--- START DATA SECTION ---

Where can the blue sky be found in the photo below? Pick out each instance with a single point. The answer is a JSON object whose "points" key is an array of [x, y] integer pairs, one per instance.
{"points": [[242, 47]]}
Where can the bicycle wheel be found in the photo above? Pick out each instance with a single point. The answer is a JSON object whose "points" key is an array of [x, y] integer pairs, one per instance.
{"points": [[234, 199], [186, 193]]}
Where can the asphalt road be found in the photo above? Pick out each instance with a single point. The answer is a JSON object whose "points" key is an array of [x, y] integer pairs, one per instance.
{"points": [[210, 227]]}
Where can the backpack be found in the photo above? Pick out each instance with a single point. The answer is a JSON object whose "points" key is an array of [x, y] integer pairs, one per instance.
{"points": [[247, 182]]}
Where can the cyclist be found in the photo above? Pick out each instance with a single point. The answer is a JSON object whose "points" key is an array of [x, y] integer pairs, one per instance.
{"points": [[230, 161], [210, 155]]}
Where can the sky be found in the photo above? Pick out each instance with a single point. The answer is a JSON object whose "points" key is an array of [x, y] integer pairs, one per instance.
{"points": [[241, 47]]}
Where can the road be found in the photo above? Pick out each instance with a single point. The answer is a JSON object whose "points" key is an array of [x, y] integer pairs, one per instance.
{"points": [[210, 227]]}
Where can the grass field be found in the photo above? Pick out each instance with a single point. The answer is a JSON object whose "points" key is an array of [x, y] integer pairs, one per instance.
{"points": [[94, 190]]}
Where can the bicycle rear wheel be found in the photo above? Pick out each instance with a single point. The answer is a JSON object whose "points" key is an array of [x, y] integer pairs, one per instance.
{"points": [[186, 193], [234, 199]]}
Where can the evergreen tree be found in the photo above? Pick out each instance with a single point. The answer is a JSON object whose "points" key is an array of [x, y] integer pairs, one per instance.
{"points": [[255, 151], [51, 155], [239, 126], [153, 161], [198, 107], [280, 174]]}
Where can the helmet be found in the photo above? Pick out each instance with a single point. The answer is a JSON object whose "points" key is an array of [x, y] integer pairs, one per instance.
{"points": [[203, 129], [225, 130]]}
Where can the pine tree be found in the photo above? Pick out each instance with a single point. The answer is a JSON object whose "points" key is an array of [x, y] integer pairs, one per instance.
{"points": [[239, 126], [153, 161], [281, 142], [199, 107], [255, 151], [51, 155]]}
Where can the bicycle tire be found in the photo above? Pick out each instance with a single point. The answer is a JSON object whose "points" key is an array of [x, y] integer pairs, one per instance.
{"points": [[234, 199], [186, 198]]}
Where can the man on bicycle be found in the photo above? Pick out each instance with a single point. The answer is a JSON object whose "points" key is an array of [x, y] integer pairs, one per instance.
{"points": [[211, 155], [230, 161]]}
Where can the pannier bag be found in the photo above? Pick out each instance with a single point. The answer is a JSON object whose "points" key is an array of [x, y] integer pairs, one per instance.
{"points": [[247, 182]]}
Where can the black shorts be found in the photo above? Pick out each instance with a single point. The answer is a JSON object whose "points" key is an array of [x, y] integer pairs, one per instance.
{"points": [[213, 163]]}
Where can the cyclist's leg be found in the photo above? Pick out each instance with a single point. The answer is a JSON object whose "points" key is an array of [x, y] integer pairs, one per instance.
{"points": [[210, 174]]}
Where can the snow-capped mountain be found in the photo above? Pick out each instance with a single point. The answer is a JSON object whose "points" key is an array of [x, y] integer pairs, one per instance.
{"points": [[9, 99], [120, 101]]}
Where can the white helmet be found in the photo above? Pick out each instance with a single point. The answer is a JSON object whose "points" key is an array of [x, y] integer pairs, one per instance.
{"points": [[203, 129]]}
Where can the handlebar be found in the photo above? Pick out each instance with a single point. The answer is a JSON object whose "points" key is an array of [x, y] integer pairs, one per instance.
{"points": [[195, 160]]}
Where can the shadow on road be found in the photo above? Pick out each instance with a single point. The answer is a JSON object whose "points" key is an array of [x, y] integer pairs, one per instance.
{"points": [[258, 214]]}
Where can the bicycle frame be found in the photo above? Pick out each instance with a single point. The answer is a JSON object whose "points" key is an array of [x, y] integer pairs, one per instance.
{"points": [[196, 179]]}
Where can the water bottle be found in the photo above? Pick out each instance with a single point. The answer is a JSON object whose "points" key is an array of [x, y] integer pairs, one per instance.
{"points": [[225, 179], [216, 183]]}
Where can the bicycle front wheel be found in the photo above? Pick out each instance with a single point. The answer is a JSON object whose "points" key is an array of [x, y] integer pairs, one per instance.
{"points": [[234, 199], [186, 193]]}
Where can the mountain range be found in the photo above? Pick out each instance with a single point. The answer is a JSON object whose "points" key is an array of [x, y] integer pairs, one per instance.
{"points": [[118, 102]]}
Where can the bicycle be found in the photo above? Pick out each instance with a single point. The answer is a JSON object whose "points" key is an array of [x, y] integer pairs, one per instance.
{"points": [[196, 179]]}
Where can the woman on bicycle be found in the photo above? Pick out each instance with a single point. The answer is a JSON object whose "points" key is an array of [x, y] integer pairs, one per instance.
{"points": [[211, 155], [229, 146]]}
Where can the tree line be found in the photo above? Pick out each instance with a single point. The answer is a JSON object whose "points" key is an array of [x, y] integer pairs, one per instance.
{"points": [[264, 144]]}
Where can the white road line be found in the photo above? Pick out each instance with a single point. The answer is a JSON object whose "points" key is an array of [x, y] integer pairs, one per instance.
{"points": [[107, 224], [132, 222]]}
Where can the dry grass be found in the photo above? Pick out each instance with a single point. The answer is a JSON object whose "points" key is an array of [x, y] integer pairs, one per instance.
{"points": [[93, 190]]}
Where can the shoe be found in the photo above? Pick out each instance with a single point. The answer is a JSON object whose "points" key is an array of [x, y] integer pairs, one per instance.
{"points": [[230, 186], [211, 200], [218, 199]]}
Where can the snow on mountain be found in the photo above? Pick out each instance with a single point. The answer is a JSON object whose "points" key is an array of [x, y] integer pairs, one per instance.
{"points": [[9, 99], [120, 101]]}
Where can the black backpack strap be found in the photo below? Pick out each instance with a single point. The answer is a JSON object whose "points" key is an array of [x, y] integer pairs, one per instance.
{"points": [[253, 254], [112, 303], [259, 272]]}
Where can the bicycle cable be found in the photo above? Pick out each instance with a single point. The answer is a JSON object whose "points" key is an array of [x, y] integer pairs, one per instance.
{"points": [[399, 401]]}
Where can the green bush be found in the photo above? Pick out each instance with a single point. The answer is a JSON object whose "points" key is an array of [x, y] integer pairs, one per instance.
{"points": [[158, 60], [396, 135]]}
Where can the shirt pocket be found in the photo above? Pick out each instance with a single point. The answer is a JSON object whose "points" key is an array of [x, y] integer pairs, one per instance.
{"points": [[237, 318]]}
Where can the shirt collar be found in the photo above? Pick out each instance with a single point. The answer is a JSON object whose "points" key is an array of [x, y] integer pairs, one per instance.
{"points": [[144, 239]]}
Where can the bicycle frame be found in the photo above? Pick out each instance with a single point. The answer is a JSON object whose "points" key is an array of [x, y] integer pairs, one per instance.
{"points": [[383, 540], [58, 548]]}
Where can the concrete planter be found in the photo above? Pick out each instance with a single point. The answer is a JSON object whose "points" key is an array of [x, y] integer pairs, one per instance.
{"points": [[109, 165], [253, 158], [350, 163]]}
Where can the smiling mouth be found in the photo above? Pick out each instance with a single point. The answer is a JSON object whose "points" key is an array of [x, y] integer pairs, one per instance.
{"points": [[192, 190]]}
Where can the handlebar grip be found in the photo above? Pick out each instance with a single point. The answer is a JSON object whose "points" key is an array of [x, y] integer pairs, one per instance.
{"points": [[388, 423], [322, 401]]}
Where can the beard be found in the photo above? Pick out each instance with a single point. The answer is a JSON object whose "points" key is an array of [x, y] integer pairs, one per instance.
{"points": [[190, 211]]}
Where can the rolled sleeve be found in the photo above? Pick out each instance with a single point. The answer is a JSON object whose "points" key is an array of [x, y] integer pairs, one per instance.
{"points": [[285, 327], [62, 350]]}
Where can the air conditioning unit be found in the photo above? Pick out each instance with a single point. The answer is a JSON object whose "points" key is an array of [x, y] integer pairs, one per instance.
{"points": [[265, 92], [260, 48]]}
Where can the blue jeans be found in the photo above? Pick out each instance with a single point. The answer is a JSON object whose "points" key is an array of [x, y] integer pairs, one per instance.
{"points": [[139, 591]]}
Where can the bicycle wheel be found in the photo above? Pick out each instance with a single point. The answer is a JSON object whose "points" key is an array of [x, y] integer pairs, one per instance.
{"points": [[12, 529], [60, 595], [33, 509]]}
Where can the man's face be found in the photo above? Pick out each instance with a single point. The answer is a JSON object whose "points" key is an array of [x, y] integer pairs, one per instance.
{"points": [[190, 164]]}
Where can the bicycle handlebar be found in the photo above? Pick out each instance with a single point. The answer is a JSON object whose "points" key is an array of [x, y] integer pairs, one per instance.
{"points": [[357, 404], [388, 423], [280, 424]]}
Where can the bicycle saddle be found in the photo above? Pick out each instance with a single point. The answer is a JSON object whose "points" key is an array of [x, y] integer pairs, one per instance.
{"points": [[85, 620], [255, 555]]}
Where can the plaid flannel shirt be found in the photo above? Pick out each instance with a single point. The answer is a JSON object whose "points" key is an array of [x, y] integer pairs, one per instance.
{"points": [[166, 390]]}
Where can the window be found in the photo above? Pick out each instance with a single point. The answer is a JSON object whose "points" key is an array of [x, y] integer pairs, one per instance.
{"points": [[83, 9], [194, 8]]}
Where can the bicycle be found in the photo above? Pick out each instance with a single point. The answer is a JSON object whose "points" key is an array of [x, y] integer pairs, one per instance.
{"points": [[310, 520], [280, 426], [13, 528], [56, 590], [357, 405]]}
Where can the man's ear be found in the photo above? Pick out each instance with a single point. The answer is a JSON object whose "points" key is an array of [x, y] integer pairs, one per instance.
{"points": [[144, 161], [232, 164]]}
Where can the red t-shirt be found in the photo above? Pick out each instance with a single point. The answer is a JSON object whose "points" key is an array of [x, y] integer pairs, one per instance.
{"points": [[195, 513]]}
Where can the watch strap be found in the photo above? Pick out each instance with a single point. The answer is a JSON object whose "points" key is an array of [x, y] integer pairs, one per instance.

--- END DATA SECTION ---

PROBLEM DESCRIPTION:
Starting at the line containing "Where can the man's ear" and ending with the last line of the records, recast those lines as a numbered list, omitting any blank lines.

SOLUTION FOR THIS EXERCISE:
1. Where can the man's ear be found in the photo above? Pick out each instance with a single point. The answer is a JSON object whose "points" key is an array of [x, y] integer pairs, one per instance.
2. {"points": [[144, 161], [232, 164]]}
3. Where can the red t-shirt be found in the photo above? Pick out each instance with a single point. The answer is a JSON object whose "points" key is an array of [x, y] integer pairs, one per instance.
4. {"points": [[195, 513]]}
5. Where can the watch strap be found in the photo above? Pick out each instance with a single point. The answer is a JSON object whose "points" key is an array of [x, y] integer pairs, one per instance.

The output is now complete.